▶

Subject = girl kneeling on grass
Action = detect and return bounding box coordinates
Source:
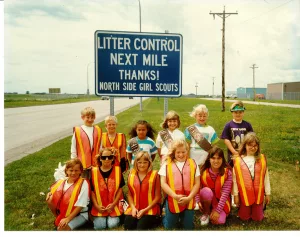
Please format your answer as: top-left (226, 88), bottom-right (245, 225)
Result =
top-left (159, 139), bottom-right (200, 230)
top-left (233, 132), bottom-right (271, 221)
top-left (46, 158), bottom-right (90, 231)
top-left (198, 146), bottom-right (232, 226)
top-left (124, 151), bottom-right (161, 230)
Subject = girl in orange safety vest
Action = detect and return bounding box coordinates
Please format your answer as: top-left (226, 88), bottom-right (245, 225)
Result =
top-left (198, 146), bottom-right (232, 226)
top-left (46, 159), bottom-right (90, 231)
top-left (159, 139), bottom-right (200, 230)
top-left (90, 147), bottom-right (125, 230)
top-left (233, 132), bottom-right (271, 221)
top-left (124, 151), bottom-right (161, 230)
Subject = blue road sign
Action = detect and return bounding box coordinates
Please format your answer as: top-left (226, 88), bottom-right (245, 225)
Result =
top-left (94, 30), bottom-right (183, 97)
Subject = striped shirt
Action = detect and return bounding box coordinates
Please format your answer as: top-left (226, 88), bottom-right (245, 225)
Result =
top-left (205, 168), bottom-right (232, 214)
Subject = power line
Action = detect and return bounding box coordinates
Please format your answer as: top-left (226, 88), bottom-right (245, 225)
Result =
top-left (242, 0), bottom-right (295, 23)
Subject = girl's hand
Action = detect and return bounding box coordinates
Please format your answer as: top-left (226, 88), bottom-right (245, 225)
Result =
top-left (58, 217), bottom-right (70, 229)
top-left (97, 205), bottom-right (106, 213)
top-left (210, 210), bottom-right (220, 224)
top-left (174, 194), bottom-right (185, 202)
top-left (234, 195), bottom-right (240, 207)
top-left (265, 195), bottom-right (271, 205)
top-left (105, 203), bottom-right (115, 213)
top-left (45, 192), bottom-right (52, 202)
top-left (131, 207), bottom-right (138, 218)
top-left (137, 208), bottom-right (146, 219)
top-left (178, 196), bottom-right (190, 206)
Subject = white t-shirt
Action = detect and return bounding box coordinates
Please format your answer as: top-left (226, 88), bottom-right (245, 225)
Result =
top-left (63, 179), bottom-right (90, 220)
top-left (71, 125), bottom-right (95, 159)
top-left (158, 160), bottom-right (200, 177)
top-left (155, 129), bottom-right (185, 156)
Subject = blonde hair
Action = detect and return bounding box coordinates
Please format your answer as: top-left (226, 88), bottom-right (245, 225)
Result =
top-left (81, 107), bottom-right (95, 116)
top-left (230, 100), bottom-right (245, 111)
top-left (105, 115), bottom-right (118, 124)
top-left (167, 139), bottom-right (189, 162)
top-left (64, 159), bottom-right (83, 176)
top-left (133, 151), bottom-right (153, 171)
top-left (189, 104), bottom-right (209, 118)
top-left (161, 110), bottom-right (181, 129)
top-left (238, 132), bottom-right (261, 158)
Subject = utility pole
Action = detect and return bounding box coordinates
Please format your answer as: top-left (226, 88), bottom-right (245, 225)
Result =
top-left (210, 6), bottom-right (238, 111)
top-left (250, 64), bottom-right (258, 101)
top-left (195, 82), bottom-right (198, 97)
top-left (212, 77), bottom-right (215, 98)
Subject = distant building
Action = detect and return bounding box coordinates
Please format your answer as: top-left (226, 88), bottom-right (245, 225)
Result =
top-left (237, 87), bottom-right (267, 99)
top-left (267, 82), bottom-right (300, 100)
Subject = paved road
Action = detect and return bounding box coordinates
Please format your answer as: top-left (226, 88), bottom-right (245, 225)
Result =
top-left (4, 98), bottom-right (141, 166)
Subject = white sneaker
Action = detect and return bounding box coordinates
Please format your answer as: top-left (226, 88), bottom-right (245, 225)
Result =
top-left (200, 214), bottom-right (210, 226)
top-left (231, 195), bottom-right (236, 207)
top-left (194, 203), bottom-right (199, 210)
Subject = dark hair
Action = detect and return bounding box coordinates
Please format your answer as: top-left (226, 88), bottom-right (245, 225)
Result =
top-left (128, 120), bottom-right (156, 140)
top-left (200, 146), bottom-right (231, 176)
top-left (96, 147), bottom-right (116, 167)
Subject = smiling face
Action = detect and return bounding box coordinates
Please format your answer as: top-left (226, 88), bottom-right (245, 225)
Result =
top-left (66, 164), bottom-right (82, 183)
top-left (136, 124), bottom-right (147, 140)
top-left (232, 111), bottom-right (244, 122)
top-left (82, 114), bottom-right (95, 127)
top-left (136, 157), bottom-right (150, 173)
top-left (167, 119), bottom-right (178, 131)
top-left (101, 150), bottom-right (114, 168)
top-left (246, 142), bottom-right (258, 156)
top-left (105, 120), bottom-right (117, 134)
top-left (209, 153), bottom-right (223, 172)
top-left (195, 112), bottom-right (208, 125)
top-left (174, 145), bottom-right (188, 162)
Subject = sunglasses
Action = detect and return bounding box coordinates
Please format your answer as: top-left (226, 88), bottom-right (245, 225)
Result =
top-left (100, 155), bottom-right (114, 160)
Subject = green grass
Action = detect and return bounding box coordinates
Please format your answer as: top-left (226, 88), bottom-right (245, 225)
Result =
top-left (4, 98), bottom-right (300, 230)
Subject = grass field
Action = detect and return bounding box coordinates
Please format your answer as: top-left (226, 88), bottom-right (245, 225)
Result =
top-left (4, 97), bottom-right (300, 231)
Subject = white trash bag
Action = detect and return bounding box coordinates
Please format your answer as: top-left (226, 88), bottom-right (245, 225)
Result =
top-left (54, 162), bottom-right (66, 181)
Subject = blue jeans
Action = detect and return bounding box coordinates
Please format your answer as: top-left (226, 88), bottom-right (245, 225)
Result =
top-left (93, 216), bottom-right (120, 230)
top-left (162, 200), bottom-right (194, 230)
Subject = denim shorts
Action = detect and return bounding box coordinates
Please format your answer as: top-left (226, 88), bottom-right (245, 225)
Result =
top-left (68, 214), bottom-right (88, 230)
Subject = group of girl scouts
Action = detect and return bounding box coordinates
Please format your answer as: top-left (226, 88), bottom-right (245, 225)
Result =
top-left (46, 101), bottom-right (271, 231)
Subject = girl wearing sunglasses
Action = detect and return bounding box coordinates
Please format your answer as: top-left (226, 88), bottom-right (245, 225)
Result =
top-left (90, 148), bottom-right (125, 230)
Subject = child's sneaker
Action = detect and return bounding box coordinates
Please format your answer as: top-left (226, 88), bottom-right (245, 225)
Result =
top-left (194, 203), bottom-right (199, 210)
top-left (200, 214), bottom-right (210, 226)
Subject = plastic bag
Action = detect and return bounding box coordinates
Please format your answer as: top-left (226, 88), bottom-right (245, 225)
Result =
top-left (53, 162), bottom-right (66, 181)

◀

Exercise → Output consists of exactly the lines from the one containing "Subject = child's sneaker" to the end of the records above, retyped without change and with nothing extra.

Output below →
Subject = child's sneaker
Action = detect and return bounding box coordinates
Please format your answer as: top-left (226, 88), bottom-right (245, 225)
Result =
top-left (194, 203), bottom-right (199, 210)
top-left (200, 214), bottom-right (210, 226)
Subject = plastic bag
Action = detect and return bounding box coordinates
Please format your answer as: top-left (226, 88), bottom-right (245, 225)
Result =
top-left (53, 162), bottom-right (66, 181)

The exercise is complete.